Source:

++++++++++++++++++++

A representative is retained to protect an act’s interest. They will not only set up the bookings and collect the money, but most of them will also handle the production, travel arrangements and housing accommodations. “Most importantly,” declares ICM’s West Coast chief, Steve Levine, “we know the marketplace. We know the changes taking place. We know what acts are worth. Our whole division works as a team with an agenda to represent our artists. In essence,” he concludes, “we know what’s going on.”
For their services, agents, promoters and talent buyers charge a percentage in the form of a commission taken out of any money earned. In California that commission is regulated and may not exceed 10 percent. However, when international bookings are involved the percentage may go higher, or be enhanced by additional costs. Some promoters may ask for as much as 50 percent, while others may reduce the amount to 30 percent. Most will fall somewhere between 10 percent and 30 percent.
But, getting someone like that to represent you if you’re an unsigned artist isn’t an easy task. Most of the time they deal with big name stars and acts that are getting radio play in the territory. But, almost every rep interviewed said they might consider an unsigned artist if they believed their act was good enough. John Pleeter, an agent at Artist Direct, claims that he would absolutely work with an unsigned act. “It’s on a case by case basis, of course, but there’s always room at [our company to arrange European bookings for] a great act –– signed or unsigned.”
Pleeter points out that artists like Dave Matthews and Phish were building large tour bases years before they ever got signed. “All you have to do to get a rep,” says Pleeter, “is work very hard and build a buzz. When you think of the acts who have done that, you’ll realize that they were on the road most of the time.”

++++++++++++++++++++

Information shown:
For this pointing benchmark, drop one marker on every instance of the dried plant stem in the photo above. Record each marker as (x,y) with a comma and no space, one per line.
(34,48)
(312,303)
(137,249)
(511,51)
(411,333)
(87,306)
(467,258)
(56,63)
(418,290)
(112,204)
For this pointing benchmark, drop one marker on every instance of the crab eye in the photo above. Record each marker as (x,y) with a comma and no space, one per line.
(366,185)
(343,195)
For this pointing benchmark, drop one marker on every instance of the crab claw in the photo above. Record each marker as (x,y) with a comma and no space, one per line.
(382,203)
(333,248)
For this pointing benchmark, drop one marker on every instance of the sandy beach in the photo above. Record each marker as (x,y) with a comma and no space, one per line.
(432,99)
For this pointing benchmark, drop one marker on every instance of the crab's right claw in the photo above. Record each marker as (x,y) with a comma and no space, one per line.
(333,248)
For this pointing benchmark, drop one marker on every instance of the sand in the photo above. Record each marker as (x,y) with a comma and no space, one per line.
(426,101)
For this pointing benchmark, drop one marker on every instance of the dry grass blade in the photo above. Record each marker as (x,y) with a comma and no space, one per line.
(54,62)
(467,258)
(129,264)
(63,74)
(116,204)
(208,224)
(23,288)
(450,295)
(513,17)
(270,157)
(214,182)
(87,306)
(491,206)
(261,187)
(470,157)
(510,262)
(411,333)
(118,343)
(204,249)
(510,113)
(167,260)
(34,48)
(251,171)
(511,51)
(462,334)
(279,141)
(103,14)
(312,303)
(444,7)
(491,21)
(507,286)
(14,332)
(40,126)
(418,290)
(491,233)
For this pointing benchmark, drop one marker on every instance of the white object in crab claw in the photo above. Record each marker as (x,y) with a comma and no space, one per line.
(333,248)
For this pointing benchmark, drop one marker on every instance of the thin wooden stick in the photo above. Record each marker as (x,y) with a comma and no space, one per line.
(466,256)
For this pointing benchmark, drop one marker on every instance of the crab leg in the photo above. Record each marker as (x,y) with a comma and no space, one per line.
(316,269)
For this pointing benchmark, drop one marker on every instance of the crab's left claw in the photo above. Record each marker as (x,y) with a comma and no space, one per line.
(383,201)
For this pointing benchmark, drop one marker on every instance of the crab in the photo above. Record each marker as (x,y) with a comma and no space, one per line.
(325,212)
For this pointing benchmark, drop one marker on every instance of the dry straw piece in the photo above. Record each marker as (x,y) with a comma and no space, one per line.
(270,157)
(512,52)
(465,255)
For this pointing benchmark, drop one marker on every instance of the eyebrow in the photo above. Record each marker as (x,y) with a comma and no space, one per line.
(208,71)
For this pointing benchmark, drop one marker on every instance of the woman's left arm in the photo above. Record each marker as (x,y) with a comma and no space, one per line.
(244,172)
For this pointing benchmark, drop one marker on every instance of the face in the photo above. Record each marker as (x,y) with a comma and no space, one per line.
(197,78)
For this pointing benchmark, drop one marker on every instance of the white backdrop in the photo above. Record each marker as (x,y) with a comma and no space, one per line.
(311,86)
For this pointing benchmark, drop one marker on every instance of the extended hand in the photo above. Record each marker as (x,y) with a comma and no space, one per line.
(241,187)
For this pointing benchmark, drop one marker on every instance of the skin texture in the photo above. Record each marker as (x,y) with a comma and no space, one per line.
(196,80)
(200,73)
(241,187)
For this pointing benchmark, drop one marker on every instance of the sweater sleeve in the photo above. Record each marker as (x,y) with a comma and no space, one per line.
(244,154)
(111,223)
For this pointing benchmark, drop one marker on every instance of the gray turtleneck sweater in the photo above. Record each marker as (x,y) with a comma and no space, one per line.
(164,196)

++++++++++++++++++++

Job A: Reproduce the stretch of the booking-agent text from "For their services, agents, promoters" through "and 30 percent.".
Job B: Decide whether each statement agrees with the booking-agent text, answering yes or no and quoting the words of the text that settle it: (i) In California, an agent's commission may not go above 10 percent. (ii) Pleeter says he would never work with an unsigned act. (iii) Most promoters charge between 10 percent and 30 percent.
The data has no connection to the booking-agent text.

Written answer A:
For their services, agents, promoters and talent buyers charge a percentage in the form of a commission taken out of any money earned. In California that commission is regulated and may not exceed 10 percent. However, when international bookings are involved the percentage may go higher, or be enhanced by additional costs. Some promoters may ask for as much as 50 percent, while others may reduce the amount to 30 percent. Most will fall somewhere between 10 percent and 30 percent.

Written answer B:
(i) Yes: "In California that commission is regulated and may not exceed 10 percent."
(ii) No: "John Pleeter, an agent at Artist Direct, claims that he would absolutely work with an unsigned act."
(iii) Yes: "Most will fall somewhere between 10 percent and 30 percent."